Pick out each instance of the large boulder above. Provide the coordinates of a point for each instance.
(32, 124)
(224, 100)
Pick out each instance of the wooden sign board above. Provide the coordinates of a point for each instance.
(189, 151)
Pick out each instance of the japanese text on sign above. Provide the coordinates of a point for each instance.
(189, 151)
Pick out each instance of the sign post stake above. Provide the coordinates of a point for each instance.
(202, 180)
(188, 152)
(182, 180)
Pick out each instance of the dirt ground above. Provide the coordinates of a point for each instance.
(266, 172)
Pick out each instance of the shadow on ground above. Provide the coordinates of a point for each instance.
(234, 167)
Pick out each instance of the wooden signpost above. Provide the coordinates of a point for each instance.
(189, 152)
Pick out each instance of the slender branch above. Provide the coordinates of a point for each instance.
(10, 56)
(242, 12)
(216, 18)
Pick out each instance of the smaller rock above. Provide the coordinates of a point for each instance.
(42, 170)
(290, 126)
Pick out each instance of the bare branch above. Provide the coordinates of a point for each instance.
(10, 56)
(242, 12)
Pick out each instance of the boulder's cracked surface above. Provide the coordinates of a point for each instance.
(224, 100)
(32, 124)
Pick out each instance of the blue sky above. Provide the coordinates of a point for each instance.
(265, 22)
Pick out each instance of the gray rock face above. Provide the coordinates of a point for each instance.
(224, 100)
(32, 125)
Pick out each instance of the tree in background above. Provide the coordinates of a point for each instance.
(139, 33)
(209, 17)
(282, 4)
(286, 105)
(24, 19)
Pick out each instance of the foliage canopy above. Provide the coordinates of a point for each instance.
•••
Aim of the task: Recast the data above as a Markdown table with the columns Row and Text, giving each line its own numbered row and omitting any blank lines.

Right answer:
| Row | Text |
|---|---|
| 1 | Pick out each instance of the large boulder above. Provide the coordinates of a point for each instance. |
| 2 | (32, 124) |
| 3 | (224, 100) |
| 4 | Pick out each instance of the wooden sign board above. Provide the coordinates of a point for each instance. |
| 5 | (189, 151) |
| 6 | Pick out each instance of the japanese text on sign above. Provide the coordinates of a point for each instance. |
| 7 | (189, 151) |
| 8 | Pick out each instance of the sign post stake above. Provide the coordinates of a point for each instance. |
| 9 | (202, 180) |
| 10 | (188, 152) |
| 11 | (182, 180) |
| 12 | Pick out each instance of the dirt ground above. Provide the coordinates of a point for each instance. |
| 13 | (266, 172) |
| 14 | Pick out each instance of the shadow on ground above. Provide the coordinates of a point for each instance. |
| 15 | (234, 167) |
| 16 | Pick out each instance of the wooden signpost above. Provide the coordinates of a point for each instance. |
| 17 | (189, 152) |
| 18 | Pick out each instance of the slender branch above. Provide the coordinates of a point for each instance. |
| 19 | (10, 56) |
| 20 | (242, 12) |
| 21 | (216, 18) |
| 22 | Pick out each instance of the smaller rock above. Provide the coordinates of a point for each instance. |
| 23 | (42, 170) |
| 24 | (290, 126) |
| 25 | Pick out each instance of the bare branch above. Provide the coordinates of a point for each instance. |
| 26 | (10, 56) |
| 27 | (242, 12) |
| 28 | Pick out each instance of the boulder's cracked surface above. Provide the coordinates of a point for each instance. |
| 29 | (224, 100) |
| 30 | (32, 124) |
| 31 | Pick out each instance of the blue sky above. Provide the coordinates of a point for each instance. |
| 32 | (265, 22) |
| 33 | Pick out each instance of the gray rock face above. Provide the coordinates of a point for each instance. |
| 34 | (224, 100) |
| 35 | (32, 125) |
| 36 | Pick out each instance of the tree in background above. Provide the coordinates of a point for each instance. |
| 37 | (139, 33) |
| 38 | (209, 17) |
| 39 | (282, 4) |
| 40 | (286, 105) |
| 41 | (24, 19) |
| 42 | Pick out each instance of the foliage canopy above. Provide the coordinates of a point for each instance. |